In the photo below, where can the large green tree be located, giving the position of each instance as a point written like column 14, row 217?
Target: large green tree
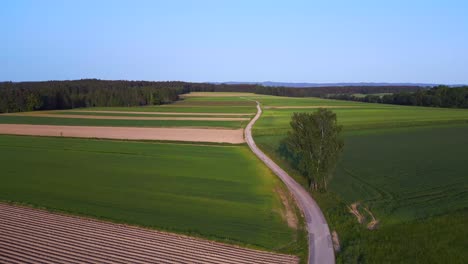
column 314, row 144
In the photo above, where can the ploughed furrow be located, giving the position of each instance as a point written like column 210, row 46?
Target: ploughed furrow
column 81, row 226
column 35, row 236
column 76, row 233
column 114, row 249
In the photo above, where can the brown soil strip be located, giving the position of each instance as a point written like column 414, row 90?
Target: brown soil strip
column 161, row 113
column 137, row 117
column 233, row 136
column 289, row 214
column 355, row 211
column 309, row 106
column 37, row 236
column 217, row 94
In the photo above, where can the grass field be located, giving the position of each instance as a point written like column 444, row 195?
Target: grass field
column 191, row 107
column 406, row 164
column 219, row 192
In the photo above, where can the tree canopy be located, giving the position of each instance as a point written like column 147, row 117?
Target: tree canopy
column 439, row 96
column 313, row 146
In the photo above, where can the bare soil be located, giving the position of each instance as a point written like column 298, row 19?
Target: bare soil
column 137, row 117
column 309, row 106
column 36, row 236
column 233, row 136
column 162, row 113
column 217, row 94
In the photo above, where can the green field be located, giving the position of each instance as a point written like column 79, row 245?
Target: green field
column 406, row 164
column 219, row 192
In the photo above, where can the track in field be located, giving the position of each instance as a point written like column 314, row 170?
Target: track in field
column 35, row 236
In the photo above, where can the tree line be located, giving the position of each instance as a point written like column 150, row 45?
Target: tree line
column 51, row 95
column 439, row 96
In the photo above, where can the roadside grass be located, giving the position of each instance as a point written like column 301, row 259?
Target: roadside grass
column 40, row 120
column 217, row 192
column 407, row 165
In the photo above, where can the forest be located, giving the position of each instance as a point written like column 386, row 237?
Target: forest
column 439, row 96
column 51, row 95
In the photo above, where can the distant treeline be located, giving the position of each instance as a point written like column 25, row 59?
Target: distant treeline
column 439, row 96
column 50, row 95
column 28, row 96
column 300, row 92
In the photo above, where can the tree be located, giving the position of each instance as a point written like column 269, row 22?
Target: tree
column 314, row 145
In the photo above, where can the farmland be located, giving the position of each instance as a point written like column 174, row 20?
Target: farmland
column 220, row 192
column 26, row 237
column 407, row 165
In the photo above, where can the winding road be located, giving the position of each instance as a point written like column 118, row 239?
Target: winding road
column 320, row 242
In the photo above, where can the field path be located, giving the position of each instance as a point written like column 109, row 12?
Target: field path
column 320, row 242
column 30, row 235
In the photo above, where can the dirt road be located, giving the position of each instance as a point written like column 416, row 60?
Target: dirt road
column 320, row 242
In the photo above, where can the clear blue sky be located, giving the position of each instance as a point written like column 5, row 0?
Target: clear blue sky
column 221, row 40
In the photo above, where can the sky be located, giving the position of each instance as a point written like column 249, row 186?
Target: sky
column 321, row 41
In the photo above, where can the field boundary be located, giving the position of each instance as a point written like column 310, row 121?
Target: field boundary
column 28, row 231
column 320, row 242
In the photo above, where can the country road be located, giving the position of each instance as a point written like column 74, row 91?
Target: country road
column 320, row 243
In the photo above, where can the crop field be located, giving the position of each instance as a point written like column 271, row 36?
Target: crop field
column 219, row 192
column 406, row 165
column 224, row 119
column 26, row 238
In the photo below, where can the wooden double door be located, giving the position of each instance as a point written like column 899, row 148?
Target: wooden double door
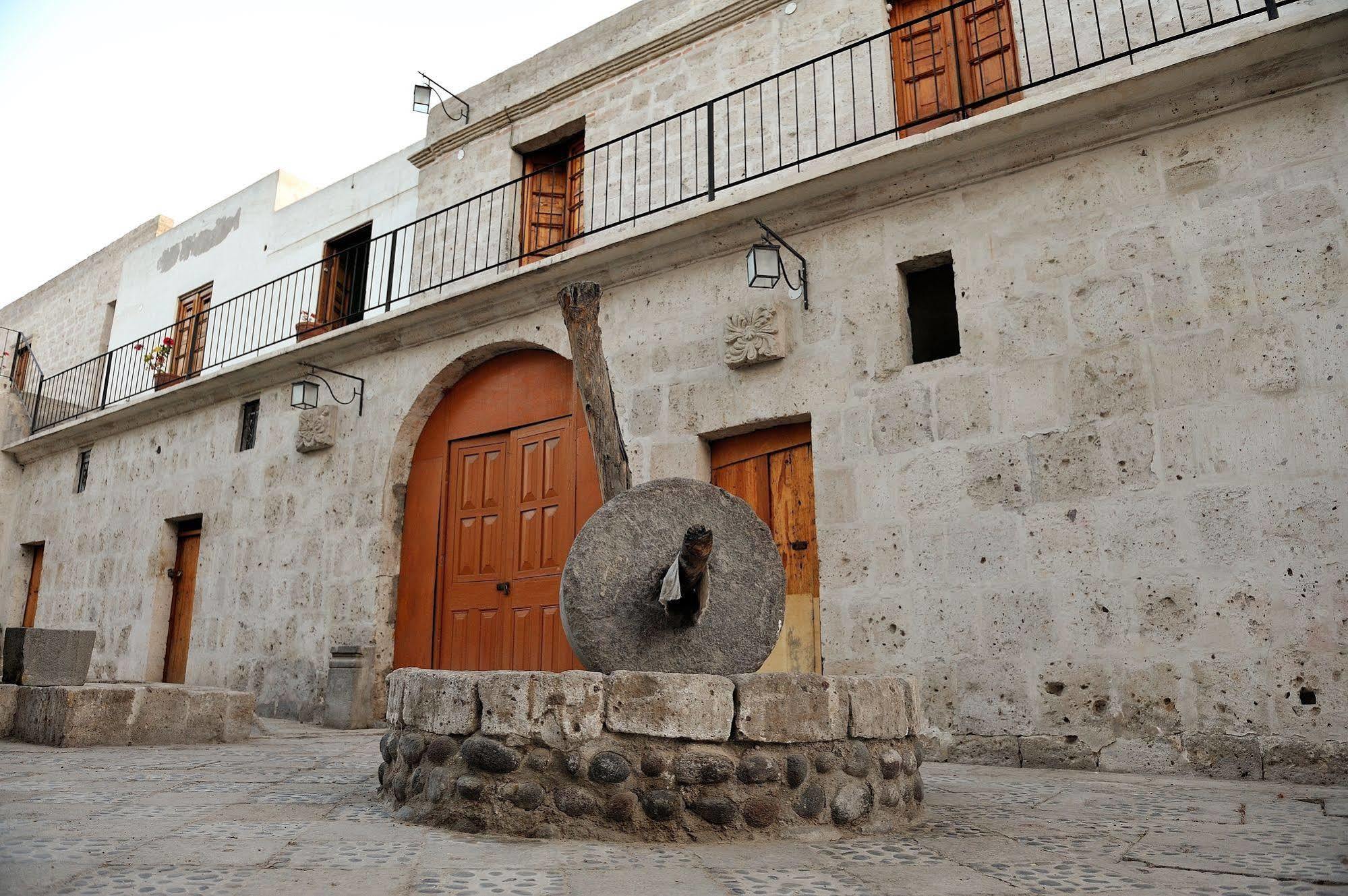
column 503, row 476
column 774, row 472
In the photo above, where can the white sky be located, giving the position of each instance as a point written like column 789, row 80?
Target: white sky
column 113, row 111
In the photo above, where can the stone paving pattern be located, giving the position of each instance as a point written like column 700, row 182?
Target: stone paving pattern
column 297, row 812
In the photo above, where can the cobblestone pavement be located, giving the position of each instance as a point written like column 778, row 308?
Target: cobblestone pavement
column 295, row 813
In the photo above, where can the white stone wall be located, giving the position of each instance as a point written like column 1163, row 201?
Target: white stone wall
column 1111, row 531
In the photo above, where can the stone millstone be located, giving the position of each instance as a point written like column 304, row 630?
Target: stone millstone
column 611, row 584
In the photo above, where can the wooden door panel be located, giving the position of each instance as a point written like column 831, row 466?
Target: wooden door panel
column 30, row 605
column 181, row 608
column 780, row 485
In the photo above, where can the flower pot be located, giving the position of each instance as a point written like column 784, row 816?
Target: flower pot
column 309, row 329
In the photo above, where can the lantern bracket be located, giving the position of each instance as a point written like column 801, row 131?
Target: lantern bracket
column 800, row 291
column 357, row 391
column 437, row 86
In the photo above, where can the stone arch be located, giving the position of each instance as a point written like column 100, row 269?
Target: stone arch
column 410, row 477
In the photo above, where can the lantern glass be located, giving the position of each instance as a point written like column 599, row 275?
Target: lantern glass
column 303, row 394
column 765, row 266
column 421, row 97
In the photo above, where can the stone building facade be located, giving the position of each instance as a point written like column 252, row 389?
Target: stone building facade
column 1109, row 531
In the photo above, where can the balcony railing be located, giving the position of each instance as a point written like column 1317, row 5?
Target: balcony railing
column 932, row 69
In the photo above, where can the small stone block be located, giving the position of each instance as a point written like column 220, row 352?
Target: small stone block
column 696, row 708
column 317, row 429
column 46, row 657
column 879, row 705
column 790, row 708
column 434, row 701
column 556, row 708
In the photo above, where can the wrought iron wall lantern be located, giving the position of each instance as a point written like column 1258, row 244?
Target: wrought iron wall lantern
column 303, row 394
column 422, row 94
column 766, row 267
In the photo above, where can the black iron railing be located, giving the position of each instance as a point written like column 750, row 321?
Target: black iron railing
column 937, row 67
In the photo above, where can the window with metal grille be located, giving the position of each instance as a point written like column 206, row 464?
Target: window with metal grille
column 248, row 425
column 82, row 476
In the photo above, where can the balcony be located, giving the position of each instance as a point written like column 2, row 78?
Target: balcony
column 928, row 70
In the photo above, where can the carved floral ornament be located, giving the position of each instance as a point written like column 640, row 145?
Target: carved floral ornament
column 753, row 337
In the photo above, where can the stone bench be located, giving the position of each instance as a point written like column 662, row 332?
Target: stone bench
column 653, row 756
column 98, row 715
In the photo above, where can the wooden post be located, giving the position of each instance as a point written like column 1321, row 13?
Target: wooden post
column 580, row 311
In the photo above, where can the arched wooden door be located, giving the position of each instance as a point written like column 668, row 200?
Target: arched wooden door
column 503, row 476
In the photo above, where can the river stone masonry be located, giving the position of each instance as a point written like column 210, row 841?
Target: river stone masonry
column 653, row 756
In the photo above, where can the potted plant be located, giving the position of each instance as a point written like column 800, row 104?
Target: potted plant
column 156, row 360
column 307, row 325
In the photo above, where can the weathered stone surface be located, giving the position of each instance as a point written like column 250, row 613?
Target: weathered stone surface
column 878, row 705
column 758, row 767
column 556, row 708
column 440, row 750
column 858, row 763
column 488, row 755
column 851, row 804
column 436, row 701
column 761, row 812
column 789, row 708
column 608, row 767
column 527, row 796
column 699, row 708
column 316, row 429
column 46, row 657
column 620, row 808
column 576, row 801
column 410, row 747
column 811, row 802
column 701, row 767
column 96, row 715
column 713, row 810
column 661, row 805
column 615, row 566
column 471, row 787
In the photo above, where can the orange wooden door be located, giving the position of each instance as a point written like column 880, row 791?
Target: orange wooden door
column 773, row 471
column 179, row 611
column 502, row 479
column 473, row 558
column 30, row 605
column 948, row 59
column 189, row 333
column 542, row 526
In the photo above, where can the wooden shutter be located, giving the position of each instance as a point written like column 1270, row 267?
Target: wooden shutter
column 189, row 333
column 553, row 194
column 952, row 58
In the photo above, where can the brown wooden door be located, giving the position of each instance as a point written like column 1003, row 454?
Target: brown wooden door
column 341, row 283
column 774, row 472
column 502, row 479
column 189, row 333
column 553, row 197
column 179, row 611
column 945, row 61
column 30, row 607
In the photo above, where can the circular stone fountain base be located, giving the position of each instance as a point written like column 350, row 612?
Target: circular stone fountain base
column 651, row 756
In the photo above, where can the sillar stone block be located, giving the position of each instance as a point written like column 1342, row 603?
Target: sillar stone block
column 433, row 701
column 790, row 708
column 553, row 708
column 46, row 657
column 696, row 708
column 879, row 705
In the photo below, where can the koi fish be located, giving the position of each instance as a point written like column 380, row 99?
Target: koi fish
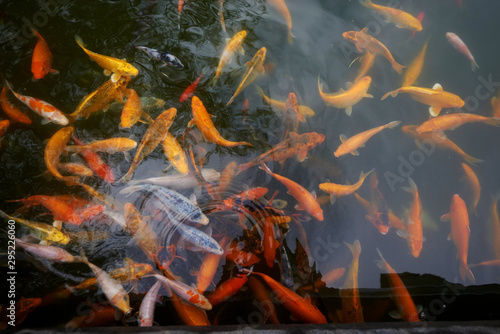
column 156, row 132
column 42, row 108
column 51, row 253
column 413, row 71
column 306, row 200
column 12, row 112
column 460, row 46
column 338, row 190
column 439, row 139
column 352, row 144
column 41, row 62
column 453, row 121
column 349, row 294
column 460, row 232
column 110, row 64
column 110, row 90
column 146, row 311
column 366, row 61
column 201, row 118
column 113, row 290
column 301, row 308
column 233, row 45
column 190, row 89
column 400, row 18
column 436, row 97
column 166, row 58
column 41, row 231
column 280, row 5
column 346, row 99
column 413, row 233
column 254, row 68
column 132, row 110
column 406, row 307
column 305, row 111
column 364, row 41
column 175, row 154
column 227, row 289
column 474, row 185
column 185, row 292
column 295, row 145
column 95, row 162
column 110, row 146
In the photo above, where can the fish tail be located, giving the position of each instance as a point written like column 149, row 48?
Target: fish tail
column 465, row 272
column 471, row 159
column 393, row 93
column 474, row 65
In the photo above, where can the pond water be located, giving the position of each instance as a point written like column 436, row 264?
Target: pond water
column 197, row 39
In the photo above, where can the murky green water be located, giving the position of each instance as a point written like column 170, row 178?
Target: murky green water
column 114, row 27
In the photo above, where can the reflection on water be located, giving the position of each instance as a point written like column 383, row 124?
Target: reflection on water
column 314, row 268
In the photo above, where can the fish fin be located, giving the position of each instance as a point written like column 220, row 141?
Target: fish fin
column 348, row 111
column 394, row 314
column 301, row 156
column 434, row 110
column 445, row 217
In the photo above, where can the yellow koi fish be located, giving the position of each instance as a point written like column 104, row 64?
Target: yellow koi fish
column 110, row 64
column 436, row 97
column 254, row 68
column 400, row 18
column 346, row 99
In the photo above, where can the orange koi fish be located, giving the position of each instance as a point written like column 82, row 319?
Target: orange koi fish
column 474, row 185
column 41, row 62
column 439, row 139
column 346, row 99
column 460, row 46
column 406, row 307
column 227, row 289
column 338, row 190
column 233, row 45
column 110, row 64
column 413, row 233
column 352, row 144
column 364, row 41
column 436, row 97
column 453, row 121
column 413, row 71
column 460, row 232
column 175, row 154
column 366, row 61
column 156, row 132
column 280, row 5
column 305, row 111
column 201, row 118
column 306, row 201
column 10, row 110
column 110, row 90
column 254, row 68
column 349, row 294
column 400, row 18
column 190, row 89
column 96, row 163
column 42, row 108
column 295, row 145
column 301, row 308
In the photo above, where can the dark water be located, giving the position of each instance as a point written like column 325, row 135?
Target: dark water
column 114, row 27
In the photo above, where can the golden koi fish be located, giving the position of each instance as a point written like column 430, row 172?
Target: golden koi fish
column 436, row 97
column 254, row 68
column 346, row 99
column 110, row 64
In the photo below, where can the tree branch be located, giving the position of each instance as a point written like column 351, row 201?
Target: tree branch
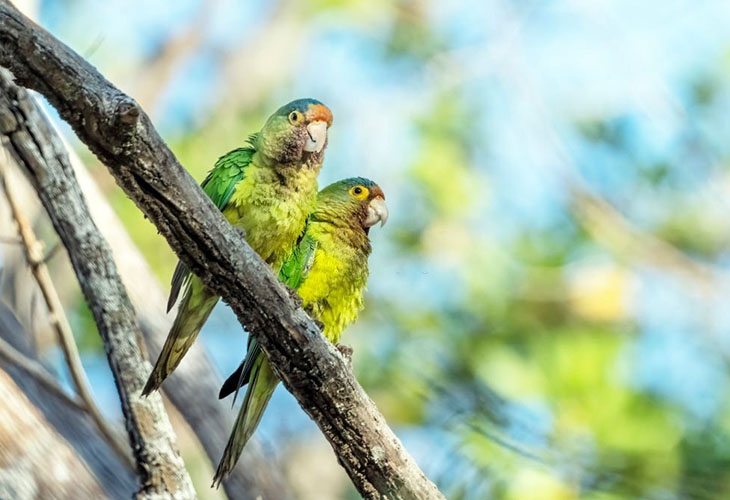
column 209, row 418
column 159, row 465
column 121, row 135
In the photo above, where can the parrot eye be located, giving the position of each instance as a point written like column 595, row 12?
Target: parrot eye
column 359, row 192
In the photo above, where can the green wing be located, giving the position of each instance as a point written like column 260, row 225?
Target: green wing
column 293, row 273
column 297, row 266
column 219, row 185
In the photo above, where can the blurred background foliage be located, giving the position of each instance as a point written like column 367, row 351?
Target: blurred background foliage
column 547, row 313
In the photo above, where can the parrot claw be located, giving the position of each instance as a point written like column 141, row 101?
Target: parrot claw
column 346, row 351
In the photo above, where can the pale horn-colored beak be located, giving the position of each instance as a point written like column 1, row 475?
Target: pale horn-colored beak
column 377, row 212
column 317, row 136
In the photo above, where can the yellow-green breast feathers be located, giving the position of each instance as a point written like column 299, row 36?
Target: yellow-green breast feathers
column 267, row 189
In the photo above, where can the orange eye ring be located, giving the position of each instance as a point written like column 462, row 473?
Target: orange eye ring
column 359, row 192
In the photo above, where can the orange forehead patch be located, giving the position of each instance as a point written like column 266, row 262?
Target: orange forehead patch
column 319, row 112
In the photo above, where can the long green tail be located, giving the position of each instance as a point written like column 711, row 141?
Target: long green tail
column 260, row 388
column 196, row 306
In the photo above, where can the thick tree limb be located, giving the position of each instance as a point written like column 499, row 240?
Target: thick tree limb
column 209, row 418
column 59, row 322
column 121, row 135
column 159, row 465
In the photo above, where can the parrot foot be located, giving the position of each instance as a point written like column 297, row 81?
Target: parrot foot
column 346, row 351
column 294, row 296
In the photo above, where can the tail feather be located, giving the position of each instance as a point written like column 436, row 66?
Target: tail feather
column 196, row 306
column 261, row 386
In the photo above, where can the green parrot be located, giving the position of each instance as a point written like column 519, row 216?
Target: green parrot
column 267, row 189
column 329, row 270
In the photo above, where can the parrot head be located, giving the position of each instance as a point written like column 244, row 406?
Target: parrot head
column 354, row 202
column 297, row 132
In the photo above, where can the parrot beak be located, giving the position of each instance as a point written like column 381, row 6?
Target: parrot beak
column 317, row 131
column 377, row 212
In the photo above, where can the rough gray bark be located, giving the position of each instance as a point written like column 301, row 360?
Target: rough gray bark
column 114, row 127
column 210, row 418
column 159, row 465
column 49, row 447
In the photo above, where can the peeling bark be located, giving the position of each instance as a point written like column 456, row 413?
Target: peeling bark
column 114, row 127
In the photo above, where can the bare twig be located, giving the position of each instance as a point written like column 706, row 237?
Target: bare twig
column 36, row 370
column 159, row 466
column 36, row 259
column 161, row 68
column 121, row 135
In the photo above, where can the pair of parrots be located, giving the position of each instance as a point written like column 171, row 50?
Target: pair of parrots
column 317, row 242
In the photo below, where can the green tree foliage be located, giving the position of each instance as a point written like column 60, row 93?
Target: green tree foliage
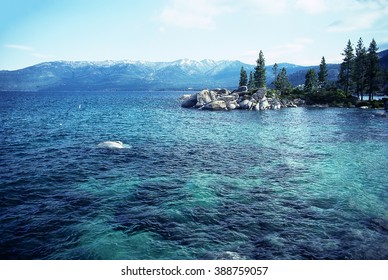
column 360, row 69
column 322, row 74
column 259, row 75
column 373, row 70
column 243, row 77
column 345, row 75
column 251, row 82
column 282, row 83
column 311, row 82
column 275, row 69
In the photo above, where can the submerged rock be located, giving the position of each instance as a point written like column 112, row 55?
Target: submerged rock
column 216, row 105
column 189, row 101
column 223, row 99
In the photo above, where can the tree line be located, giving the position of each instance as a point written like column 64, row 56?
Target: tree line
column 360, row 73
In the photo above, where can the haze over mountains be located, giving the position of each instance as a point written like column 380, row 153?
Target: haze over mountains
column 183, row 74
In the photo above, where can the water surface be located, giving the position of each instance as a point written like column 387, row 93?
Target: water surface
column 297, row 183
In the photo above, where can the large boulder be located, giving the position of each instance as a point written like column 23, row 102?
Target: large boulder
column 263, row 104
column 189, row 101
column 259, row 94
column 246, row 104
column 242, row 89
column 216, row 105
column 232, row 105
column 221, row 91
column 275, row 104
column 205, row 97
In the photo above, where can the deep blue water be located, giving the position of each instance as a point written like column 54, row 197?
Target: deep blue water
column 296, row 183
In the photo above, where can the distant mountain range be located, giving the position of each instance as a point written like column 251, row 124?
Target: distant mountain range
column 124, row 75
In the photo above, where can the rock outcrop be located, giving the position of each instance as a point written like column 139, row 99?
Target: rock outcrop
column 242, row 98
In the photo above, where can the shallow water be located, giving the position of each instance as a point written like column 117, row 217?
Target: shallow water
column 296, row 183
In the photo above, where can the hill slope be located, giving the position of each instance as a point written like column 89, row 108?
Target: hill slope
column 124, row 75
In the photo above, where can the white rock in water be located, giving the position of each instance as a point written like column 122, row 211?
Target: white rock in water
column 111, row 145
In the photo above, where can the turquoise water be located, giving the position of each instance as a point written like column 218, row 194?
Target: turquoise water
column 298, row 183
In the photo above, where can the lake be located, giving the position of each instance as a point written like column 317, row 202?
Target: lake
column 296, row 183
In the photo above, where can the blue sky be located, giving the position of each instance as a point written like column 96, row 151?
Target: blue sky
column 294, row 31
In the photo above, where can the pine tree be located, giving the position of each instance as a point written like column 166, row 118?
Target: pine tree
column 373, row 69
column 346, row 70
column 243, row 77
column 251, row 82
column 360, row 68
column 259, row 75
column 282, row 83
column 275, row 73
column 311, row 82
column 322, row 74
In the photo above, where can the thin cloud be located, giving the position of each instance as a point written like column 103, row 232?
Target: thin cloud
column 19, row 47
column 312, row 7
column 199, row 14
column 360, row 15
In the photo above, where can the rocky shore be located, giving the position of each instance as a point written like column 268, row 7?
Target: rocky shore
column 224, row 99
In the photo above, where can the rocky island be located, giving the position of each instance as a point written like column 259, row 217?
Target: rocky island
column 242, row 98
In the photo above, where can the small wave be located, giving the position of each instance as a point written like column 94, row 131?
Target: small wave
column 113, row 145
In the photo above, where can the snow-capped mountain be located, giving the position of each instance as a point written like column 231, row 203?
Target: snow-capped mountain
column 123, row 75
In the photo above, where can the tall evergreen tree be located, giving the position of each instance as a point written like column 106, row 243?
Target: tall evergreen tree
column 251, row 82
column 322, row 74
column 259, row 75
column 373, row 69
column 345, row 75
column 311, row 82
column 243, row 77
column 360, row 68
column 282, row 83
column 275, row 68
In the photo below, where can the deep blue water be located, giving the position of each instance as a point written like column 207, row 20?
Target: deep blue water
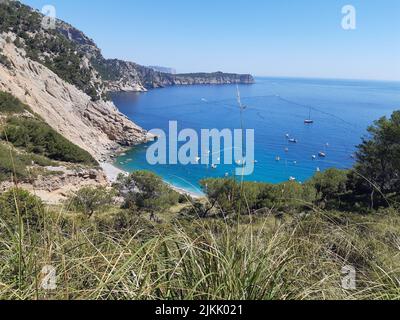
column 341, row 109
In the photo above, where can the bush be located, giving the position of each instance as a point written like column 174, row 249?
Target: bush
column 38, row 137
column 228, row 196
column 331, row 185
column 376, row 175
column 146, row 191
column 17, row 203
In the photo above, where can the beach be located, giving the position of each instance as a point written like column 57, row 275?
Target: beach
column 112, row 173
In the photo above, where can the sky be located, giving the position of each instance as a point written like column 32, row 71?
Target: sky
column 262, row 37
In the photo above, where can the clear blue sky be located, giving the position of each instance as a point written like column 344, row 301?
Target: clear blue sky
column 263, row 37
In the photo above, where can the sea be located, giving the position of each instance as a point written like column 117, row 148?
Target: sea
column 275, row 108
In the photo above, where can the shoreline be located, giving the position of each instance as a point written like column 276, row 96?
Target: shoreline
column 112, row 172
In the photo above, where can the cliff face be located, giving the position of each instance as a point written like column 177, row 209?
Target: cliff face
column 132, row 75
column 61, row 74
column 119, row 75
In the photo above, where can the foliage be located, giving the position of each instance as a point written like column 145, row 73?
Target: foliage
column 146, row 191
column 125, row 257
column 89, row 200
column 14, row 166
column 38, row 137
column 19, row 206
column 227, row 196
column 331, row 185
column 377, row 172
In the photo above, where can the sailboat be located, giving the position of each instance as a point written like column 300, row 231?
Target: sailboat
column 309, row 120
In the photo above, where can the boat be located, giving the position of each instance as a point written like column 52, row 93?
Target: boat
column 309, row 120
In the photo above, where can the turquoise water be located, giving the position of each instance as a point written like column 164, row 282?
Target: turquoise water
column 341, row 110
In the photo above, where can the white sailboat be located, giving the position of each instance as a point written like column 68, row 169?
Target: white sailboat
column 309, row 120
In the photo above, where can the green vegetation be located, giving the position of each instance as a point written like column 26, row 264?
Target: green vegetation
column 377, row 173
column 90, row 200
column 35, row 136
column 49, row 47
column 145, row 191
column 121, row 255
column 14, row 166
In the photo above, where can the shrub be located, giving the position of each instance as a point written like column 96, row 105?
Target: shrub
column 146, row 191
column 377, row 171
column 89, row 200
column 331, row 185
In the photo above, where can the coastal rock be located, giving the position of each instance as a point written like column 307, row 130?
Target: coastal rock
column 94, row 126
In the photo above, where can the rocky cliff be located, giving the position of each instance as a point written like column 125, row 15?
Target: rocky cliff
column 96, row 126
column 61, row 74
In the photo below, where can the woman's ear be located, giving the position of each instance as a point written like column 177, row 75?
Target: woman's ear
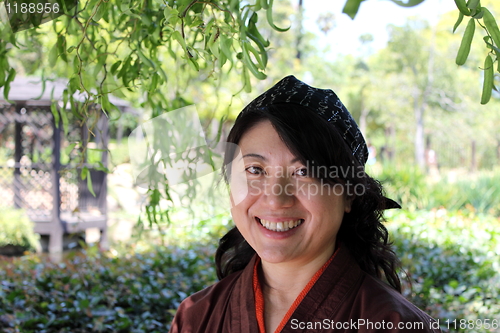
·····
YOUR TASK: Could you write out, exactly as they stand, only the lines above that begin at the line with "In the photo above, where can the tree be" and stop after the line with "In the photo above, where can the farmland"?

SOLUTION TO THIS EXERCISE:
In the photo above, where can the tree be located, giving the position of each instance as a point written like column 269, row 22?
Target: tree
column 314, row 145
In the photo above, where can the farmland be located, giving the position of each instance as a point written like column 174, row 20?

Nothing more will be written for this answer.